## YOUR INSTRUCTIONS
Write out an exact copy of the line with "Place a point on every instance of the framed" and of each line after it, through the end of the records below.
DATASET EXTRACT section start
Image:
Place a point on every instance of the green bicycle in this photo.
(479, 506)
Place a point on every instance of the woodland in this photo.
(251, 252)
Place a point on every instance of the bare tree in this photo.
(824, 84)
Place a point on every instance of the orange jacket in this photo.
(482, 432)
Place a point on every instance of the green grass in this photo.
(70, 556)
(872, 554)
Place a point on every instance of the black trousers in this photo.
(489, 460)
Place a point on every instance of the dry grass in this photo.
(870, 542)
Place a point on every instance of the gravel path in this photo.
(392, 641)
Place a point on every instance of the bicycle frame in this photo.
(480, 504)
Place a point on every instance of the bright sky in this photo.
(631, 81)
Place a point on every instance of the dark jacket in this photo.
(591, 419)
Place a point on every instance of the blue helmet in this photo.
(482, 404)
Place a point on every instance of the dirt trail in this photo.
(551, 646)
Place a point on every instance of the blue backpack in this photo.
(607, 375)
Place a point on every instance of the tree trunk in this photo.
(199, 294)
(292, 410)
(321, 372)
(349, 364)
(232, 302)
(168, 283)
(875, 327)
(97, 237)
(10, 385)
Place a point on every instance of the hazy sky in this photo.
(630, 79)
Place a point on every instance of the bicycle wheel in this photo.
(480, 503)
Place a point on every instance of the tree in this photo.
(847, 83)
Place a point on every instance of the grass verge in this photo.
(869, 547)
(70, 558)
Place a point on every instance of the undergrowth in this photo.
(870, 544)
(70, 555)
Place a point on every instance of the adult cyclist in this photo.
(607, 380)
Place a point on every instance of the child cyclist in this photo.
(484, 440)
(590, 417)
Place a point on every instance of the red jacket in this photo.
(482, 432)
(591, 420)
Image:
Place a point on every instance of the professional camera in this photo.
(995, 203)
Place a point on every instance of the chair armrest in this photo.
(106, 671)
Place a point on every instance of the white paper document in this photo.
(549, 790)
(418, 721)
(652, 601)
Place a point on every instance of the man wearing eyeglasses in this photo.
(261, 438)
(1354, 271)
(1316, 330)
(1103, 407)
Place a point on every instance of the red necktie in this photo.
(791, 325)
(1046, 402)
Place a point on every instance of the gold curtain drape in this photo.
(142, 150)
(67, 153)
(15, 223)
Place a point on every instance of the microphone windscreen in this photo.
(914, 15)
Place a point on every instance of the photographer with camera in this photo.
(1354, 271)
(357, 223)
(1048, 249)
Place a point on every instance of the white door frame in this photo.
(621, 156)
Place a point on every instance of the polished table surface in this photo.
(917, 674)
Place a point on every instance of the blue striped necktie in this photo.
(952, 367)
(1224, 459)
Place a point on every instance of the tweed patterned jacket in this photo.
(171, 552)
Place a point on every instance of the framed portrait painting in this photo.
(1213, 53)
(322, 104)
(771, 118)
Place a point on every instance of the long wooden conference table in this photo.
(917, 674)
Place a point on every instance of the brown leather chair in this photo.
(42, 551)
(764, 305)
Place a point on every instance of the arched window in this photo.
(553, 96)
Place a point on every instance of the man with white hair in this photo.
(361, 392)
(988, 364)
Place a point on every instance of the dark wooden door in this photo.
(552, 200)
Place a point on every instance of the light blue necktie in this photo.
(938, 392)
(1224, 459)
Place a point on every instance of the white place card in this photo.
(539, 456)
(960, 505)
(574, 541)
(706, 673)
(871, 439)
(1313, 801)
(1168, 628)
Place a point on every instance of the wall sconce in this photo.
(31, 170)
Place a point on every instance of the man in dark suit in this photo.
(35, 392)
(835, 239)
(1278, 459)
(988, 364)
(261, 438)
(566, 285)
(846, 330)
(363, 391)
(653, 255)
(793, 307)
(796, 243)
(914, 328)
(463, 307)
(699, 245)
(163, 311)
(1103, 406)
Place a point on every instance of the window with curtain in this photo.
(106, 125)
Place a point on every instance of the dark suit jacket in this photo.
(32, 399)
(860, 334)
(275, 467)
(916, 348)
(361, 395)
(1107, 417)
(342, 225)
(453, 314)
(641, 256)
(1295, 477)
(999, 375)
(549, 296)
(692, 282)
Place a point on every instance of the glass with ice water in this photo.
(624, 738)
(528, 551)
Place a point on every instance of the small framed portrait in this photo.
DATASET EXTRACT section end
## EXERCISE OUTPUT
Place a point on every instance of the framed portrait painting in this photo.
(1213, 53)
(322, 104)
(771, 118)
Place a point on every instance of the long wooden conference table in this photo.
(917, 674)
Place a point on every instance of the brown leather chair in this photo.
(42, 551)
(764, 305)
Place a point on every instance of the arched window in this photo.
(553, 96)
Place a point on every instance of the man with white hair in this photo.
(361, 392)
(988, 364)
Place a point on every instance of the dark wooden door in this photo.
(552, 200)
Place a point on every instance of the light blue necktie in this photo.
(938, 392)
(1224, 459)
Place a point on every instance of the white place card in this photo.
(539, 456)
(960, 505)
(574, 541)
(706, 673)
(871, 439)
(1313, 801)
(1168, 628)
Place a point on every instance of the wall sconce in this photo.
(31, 170)
Place a point on every instance of the man in dark suit in this photo.
(35, 392)
(835, 239)
(1278, 459)
(988, 364)
(261, 438)
(566, 285)
(846, 330)
(363, 391)
(653, 255)
(793, 307)
(796, 243)
(914, 328)
(463, 307)
(699, 245)
(163, 311)
(1103, 406)
Place a point on every instance of the window with curtain in this photo.
(106, 125)
Place a point on every instance of the dark suit jacket in this photo.
(32, 399)
(860, 334)
(275, 467)
(916, 348)
(361, 395)
(1107, 417)
(342, 225)
(453, 314)
(641, 256)
(1295, 477)
(999, 375)
(549, 296)
(692, 282)
Place a point on every instance of the glass with ice water in this photo.
(624, 738)
(528, 551)
Place a point on every instance of the small framed portrait in this photo.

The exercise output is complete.